**What to do**
All of the material below is to be returned exactly.

**Stored records**
* * * * * * * * *

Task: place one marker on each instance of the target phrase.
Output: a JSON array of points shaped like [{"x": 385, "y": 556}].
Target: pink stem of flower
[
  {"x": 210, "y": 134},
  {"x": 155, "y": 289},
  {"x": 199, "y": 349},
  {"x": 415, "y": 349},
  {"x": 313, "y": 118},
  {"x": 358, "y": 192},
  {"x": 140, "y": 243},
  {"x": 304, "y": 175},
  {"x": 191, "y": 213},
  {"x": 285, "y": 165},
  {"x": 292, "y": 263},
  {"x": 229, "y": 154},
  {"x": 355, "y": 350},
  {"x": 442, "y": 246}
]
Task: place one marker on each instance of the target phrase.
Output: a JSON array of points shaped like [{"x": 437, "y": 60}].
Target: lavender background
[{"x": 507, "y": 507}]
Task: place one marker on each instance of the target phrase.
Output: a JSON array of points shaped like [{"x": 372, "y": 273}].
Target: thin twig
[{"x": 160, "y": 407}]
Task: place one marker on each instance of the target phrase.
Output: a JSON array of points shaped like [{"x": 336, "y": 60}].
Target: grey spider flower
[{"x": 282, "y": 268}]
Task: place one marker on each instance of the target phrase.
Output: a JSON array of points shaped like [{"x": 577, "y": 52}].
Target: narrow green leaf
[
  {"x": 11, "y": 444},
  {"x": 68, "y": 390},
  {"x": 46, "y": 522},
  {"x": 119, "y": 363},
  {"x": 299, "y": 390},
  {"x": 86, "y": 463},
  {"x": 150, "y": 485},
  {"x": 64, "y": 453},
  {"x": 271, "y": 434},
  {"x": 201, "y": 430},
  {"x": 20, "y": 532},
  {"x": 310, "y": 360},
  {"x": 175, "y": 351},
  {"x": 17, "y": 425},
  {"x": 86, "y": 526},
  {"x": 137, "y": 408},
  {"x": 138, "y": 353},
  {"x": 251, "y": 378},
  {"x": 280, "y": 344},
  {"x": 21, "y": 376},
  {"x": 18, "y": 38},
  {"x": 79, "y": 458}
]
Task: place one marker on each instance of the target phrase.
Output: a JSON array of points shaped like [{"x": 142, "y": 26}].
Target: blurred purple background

* * * * * * * * *

**The solution**
Task: place one marker on each instance of the target phrase.
Output: a JSON array of points shaped like [{"x": 385, "y": 556}].
Target: pink stem of flower
[
  {"x": 210, "y": 134},
  {"x": 155, "y": 289},
  {"x": 199, "y": 349},
  {"x": 415, "y": 349},
  {"x": 313, "y": 118},
  {"x": 358, "y": 192},
  {"x": 140, "y": 243},
  {"x": 304, "y": 175},
  {"x": 191, "y": 213},
  {"x": 285, "y": 165},
  {"x": 292, "y": 263},
  {"x": 229, "y": 154},
  {"x": 355, "y": 350},
  {"x": 442, "y": 246}
]
Task: place one marker on each instance of the target phrase.
Output: a JSON array of points shaped like [{"x": 437, "y": 60}].
Target: lavender background
[{"x": 507, "y": 507}]
Task: place one marker on each instance of the target phrase.
Output: a JSON array of points shaped like [{"x": 372, "y": 273}].
Target: thin twig
[{"x": 160, "y": 407}]
Task: place one marker on each instance of the target phrase.
Output: a JSON array of points shaped like [{"x": 336, "y": 60}].
Target: grey spider flower
[{"x": 282, "y": 268}]
Task: place one marker on each instance of the target phrase.
Output: a JSON array of points shaped like [{"x": 577, "y": 52}].
Target: narrow green leaf
[
  {"x": 11, "y": 444},
  {"x": 68, "y": 390},
  {"x": 46, "y": 522},
  {"x": 119, "y": 363},
  {"x": 299, "y": 390},
  {"x": 86, "y": 463},
  {"x": 150, "y": 485},
  {"x": 64, "y": 453},
  {"x": 271, "y": 434},
  {"x": 201, "y": 430},
  {"x": 20, "y": 532},
  {"x": 310, "y": 360},
  {"x": 175, "y": 351},
  {"x": 17, "y": 425},
  {"x": 86, "y": 526},
  {"x": 137, "y": 408},
  {"x": 138, "y": 353},
  {"x": 251, "y": 378},
  {"x": 280, "y": 344},
  {"x": 21, "y": 376},
  {"x": 18, "y": 38},
  {"x": 79, "y": 458}
]
Task: place one marker on each instance of the target phrase.
Output: a JSON array of points shaped like [{"x": 142, "y": 26}].
Target: blurred purple background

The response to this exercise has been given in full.